__PROVIDED TEXT__
It's become so ingrained now that celebrity photography has to be extremely flattering and cosmetic -- I'm sure I've made as much of a contribution to this trend as anyone. Today when you stray from that style, it can be difficult for people to accept at first. It takes some courage. Salma is a very powerful and strong-willed star. She doesn't just go and do what she's asked to do. She has her own ideas and desires. That's what makes her so interesting.

Salma is highly sensitive to every nuance that involves her image, including all aspects of photography: lighting, composition, wardrobe, etc., even down to the choice of lenses. She is extremely bright and very knowledgeable about the process; she is the kind of artist who questions everything. I decided to light this story in a way that wasn't typically flattering, not the usual "Rolston glow." I think it was somewhat uncomfortable for her to see herself in lighting that wasn't purely cosmetic. So there were some interesting negotiations about what we were doing and why we were doing it...

At the time, Salma's mother was very involved in her daughter's career, as often happens when young actresses become Hollywood stars. It was hilarious when Salma's mom came up to me, looked at the Polaroid, and, with a shrug of the shoulders and a slightly raised eyebrow, seemed to say, "I've seen better." It was unusual to have my photography judged harshly by a star's mother!

As the shoot progressed, Salma started to become more comfortable with my lighting and some things that could be considered unattractive, such as the slightly over-the-top Elizabethan look with the extremely high forehead, pasty foundation, and crude cheek color that makeup artist Francesca Tolot created. Once Salma got into it, however, she committed herself entirely and encouraged more.

The result is intense in its paradox. The images have both a sense of gravity and a sense of humor to them. They're intended to amuse. Here is a woman many consider a modern-day version of the so-called Mexican spitfire, Lupe Velez, one of the sexiest Hollywood stars of the 1930s, photographed in white pancake makeup as Elizabeth I, the so-called Virgin Queen. In another shot, Salma, so free, almost wild in her sensuality, is shown in the repressive pose, exaggerated makeup, and "bullet-proof" lingerie of a 1940s lady. Now that's some tilted irony, and it did not escape Salma. She's quite a daring woman.

__RECORDED INFORMATION__
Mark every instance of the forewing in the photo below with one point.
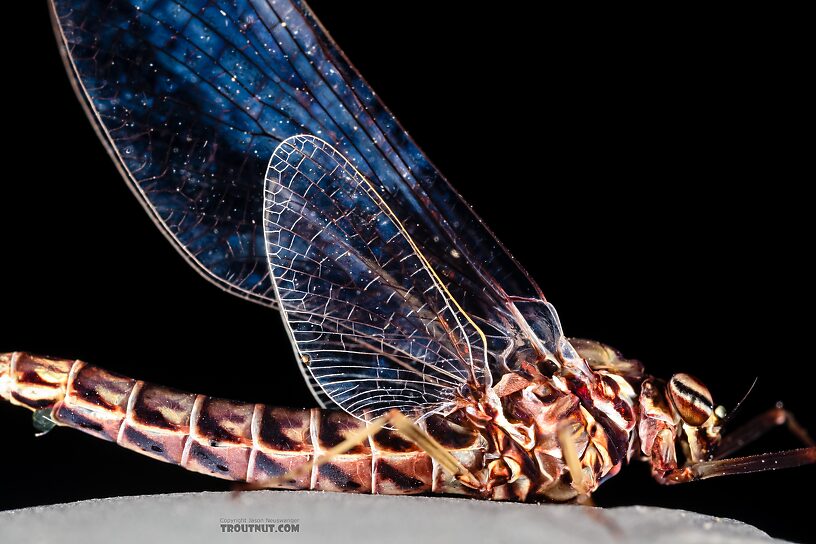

__SET PROBLEM__
Copy the stretch from "At the time, Salma's" through "a star's mother!" in the passage about photographing Salma, word for word.

__TASK SOLUTION__
At the time, Salma's mother was very involved in her daughter's career, as often happens when young actresses become Hollywood stars. It was hilarious when Salma's mom came up to me, looked at the Polaroid, and, with a shrug of the shoulders and a slightly raised eyebrow, seemed to say, "I've seen better." It was unusual to have my photography judged harshly by a star's mother!